### Required task:
Copy the data below word for word, leaving out the pictures.
===============
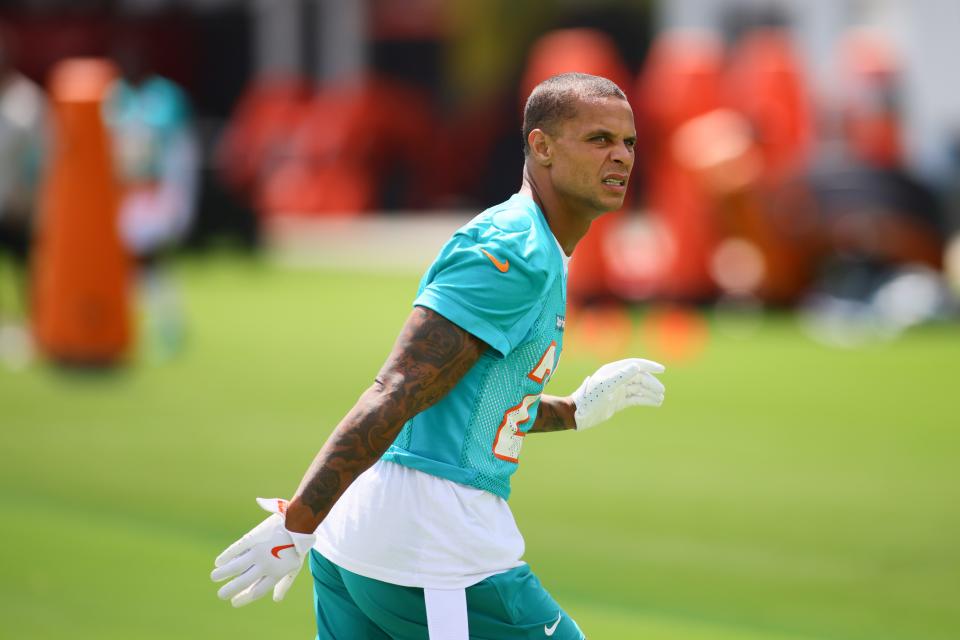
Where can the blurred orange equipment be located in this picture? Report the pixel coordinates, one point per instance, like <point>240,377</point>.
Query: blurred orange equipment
<point>81,274</point>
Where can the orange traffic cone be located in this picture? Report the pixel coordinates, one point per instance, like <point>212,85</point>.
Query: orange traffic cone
<point>81,299</point>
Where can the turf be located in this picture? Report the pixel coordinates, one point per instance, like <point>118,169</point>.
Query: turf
<point>785,491</point>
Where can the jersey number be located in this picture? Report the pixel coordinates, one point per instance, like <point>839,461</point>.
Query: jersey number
<point>509,438</point>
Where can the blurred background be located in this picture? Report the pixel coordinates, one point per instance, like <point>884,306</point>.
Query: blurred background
<point>214,215</point>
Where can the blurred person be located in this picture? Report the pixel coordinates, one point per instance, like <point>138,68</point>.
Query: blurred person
<point>22,131</point>
<point>681,80</point>
<point>157,161</point>
<point>403,513</point>
<point>883,229</point>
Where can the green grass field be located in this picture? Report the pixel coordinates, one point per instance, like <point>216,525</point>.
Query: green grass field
<point>785,491</point>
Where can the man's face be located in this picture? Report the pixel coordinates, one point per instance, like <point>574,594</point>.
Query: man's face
<point>593,155</point>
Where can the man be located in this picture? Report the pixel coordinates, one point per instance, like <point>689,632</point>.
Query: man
<point>424,539</point>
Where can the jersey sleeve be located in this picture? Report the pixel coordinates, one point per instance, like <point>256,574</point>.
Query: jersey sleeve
<point>489,284</point>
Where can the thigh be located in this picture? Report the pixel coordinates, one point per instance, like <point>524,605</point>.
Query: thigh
<point>515,605</point>
<point>338,616</point>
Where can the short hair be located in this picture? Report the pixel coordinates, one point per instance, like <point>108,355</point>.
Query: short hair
<point>555,100</point>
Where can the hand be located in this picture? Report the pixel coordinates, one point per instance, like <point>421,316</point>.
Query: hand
<point>616,386</point>
<point>269,556</point>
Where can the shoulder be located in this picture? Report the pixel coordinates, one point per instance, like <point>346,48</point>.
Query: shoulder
<point>511,230</point>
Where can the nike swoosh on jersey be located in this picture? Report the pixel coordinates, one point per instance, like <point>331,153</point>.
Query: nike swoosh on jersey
<point>549,630</point>
<point>502,267</point>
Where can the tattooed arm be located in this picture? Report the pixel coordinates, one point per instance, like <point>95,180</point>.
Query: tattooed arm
<point>555,414</point>
<point>429,358</point>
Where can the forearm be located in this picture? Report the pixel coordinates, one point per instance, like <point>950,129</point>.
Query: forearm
<point>355,445</point>
<point>554,414</point>
<point>430,357</point>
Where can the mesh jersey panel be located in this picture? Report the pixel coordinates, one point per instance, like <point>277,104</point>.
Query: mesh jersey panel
<point>455,438</point>
<point>504,386</point>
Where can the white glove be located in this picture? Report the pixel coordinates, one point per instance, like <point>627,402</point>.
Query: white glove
<point>616,386</point>
<point>269,556</point>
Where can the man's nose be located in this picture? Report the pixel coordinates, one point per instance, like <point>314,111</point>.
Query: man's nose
<point>622,155</point>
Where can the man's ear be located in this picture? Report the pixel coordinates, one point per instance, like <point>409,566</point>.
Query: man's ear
<point>541,147</point>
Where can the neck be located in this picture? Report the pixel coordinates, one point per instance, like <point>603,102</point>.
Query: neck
<point>567,227</point>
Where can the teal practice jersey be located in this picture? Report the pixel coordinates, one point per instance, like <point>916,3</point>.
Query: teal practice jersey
<point>502,277</point>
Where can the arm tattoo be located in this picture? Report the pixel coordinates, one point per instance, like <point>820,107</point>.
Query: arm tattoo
<point>429,358</point>
<point>554,414</point>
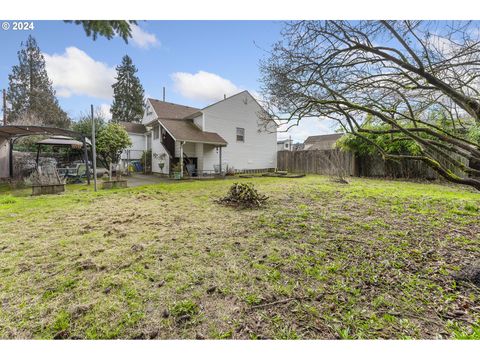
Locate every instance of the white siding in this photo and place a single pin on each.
===============
### Response:
Where can the blurred orange equipment be located in this picture? Report the pixel coordinates, one point per instance, like <point>240,377</point>.
Query: blurred orange equipment
<point>81,274</point>
Where can the orange traffic cone be located in this picture? Report the pixel coordinates, one point per instance, like <point>212,85</point>.
Query: orange traffic cone
<point>81,299</point>
Where can the turf be located in this picture? Report the pixel coordinates, one point per instance, like <point>118,169</point>.
Query: turf
<point>785,491</point>
Where can the jersey number be located in this picture? Report the pixel coordinates, one point per instance, like <point>839,461</point>.
Query: jersey number
<point>509,438</point>
Where can the blurred background be located in this picture? Report the pixel coordinates, one point per instance, like <point>884,306</point>.
Query: blurred background
<point>214,215</point>
Where can the blurred person be located in this picture? Report the pixel coordinates, one point per instance, like <point>138,68</point>.
Query: blurred person
<point>22,131</point>
<point>681,80</point>
<point>157,161</point>
<point>403,513</point>
<point>883,229</point>
Where can the green grass field be located in this picture? Report the pixel coordinates, one point per instance, like <point>216,525</point>.
Query: green grass field
<point>785,491</point>
Where can the man's face be located in this picture? Report the pixel coordinates, one point per instance, like <point>574,594</point>.
Query: man's face
<point>593,155</point>
Where can the man be located in this picture? Report the pixel coordinates, one point per instance, like <point>689,632</point>.
Query: man
<point>424,539</point>
Where can the jersey sleeve be located in this picture? Report the pixel coordinates, one point per instance, like <point>256,574</point>.
Query: jersey sleeve
<point>489,284</point>
Where can the thigh be located in this picture? Report the pixel coordinates, one point per instance, like <point>524,605</point>.
Query: thigh
<point>515,605</point>
<point>338,616</point>
Where can the short hair be located in this picture? Report the pixel coordinates, one point per instance, like <point>108,355</point>.
Query: short hair
<point>555,100</point>
Where can the hand be located in this picture? Report the pixel coordinates, one point per instance, like <point>421,316</point>.
Query: hand
<point>616,386</point>
<point>269,556</point>
Where can the shoulder be located in this picture? Report the pixel coordinates, one point per instance, like <point>346,48</point>.
Query: shoulder
<point>511,230</point>
Where can the nike swoosh on jersey be located in this picture? Report the pixel coordinates, one point per instance, like <point>331,153</point>.
Query: nike swoosh on jersey
<point>549,630</point>
<point>502,267</point>
Where can the tattooed arm be located in this picture? Report the pixel coordinates, one point per instance, like <point>95,180</point>.
Query: tattooed arm
<point>555,414</point>
<point>429,358</point>
Where can the forearm be located in this picture? Report the pixel coordinates, one point per instance, like <point>950,129</point>.
Query: forearm
<point>355,445</point>
<point>554,414</point>
<point>430,357</point>
Where can the mesh jersey panel be located in this picture? Report the pixel coordinates, one point per instance, like <point>277,104</point>.
Query: mesh jersey panel
<point>455,438</point>
<point>504,386</point>
Where can the white glove be located in this picture? Report the pixel coordinates, one point per instance, like <point>627,402</point>.
Query: white glove
<point>616,386</point>
<point>269,556</point>
Where can the man's nose be located in this picture? Report the pixel coordinates, one point per instance, like <point>314,111</point>.
Query: man's nose
<point>622,155</point>
Where can the man's ear be located in this picture? Report the pixel coordinates, one point per instance, like <point>409,566</point>.
Query: man's ear
<point>541,147</point>
Where can the neck be located in this picture? Report the pixel coordinates, one point per instance, like <point>603,102</point>.
Query: neck
<point>567,227</point>
Where can the teal practice jersey be located in this picture? Report the pixel coordinates, one point per instance, like <point>916,3</point>.
Query: teal practice jersey
<point>502,277</point>
Where can the arm tattoo be located in this picture? Report the pixel coordinates, one point per instance, like <point>820,107</point>.
Query: arm tattoo
<point>429,358</point>
<point>554,414</point>
Locate every instance of the white siding in this photo and place a single pin on each.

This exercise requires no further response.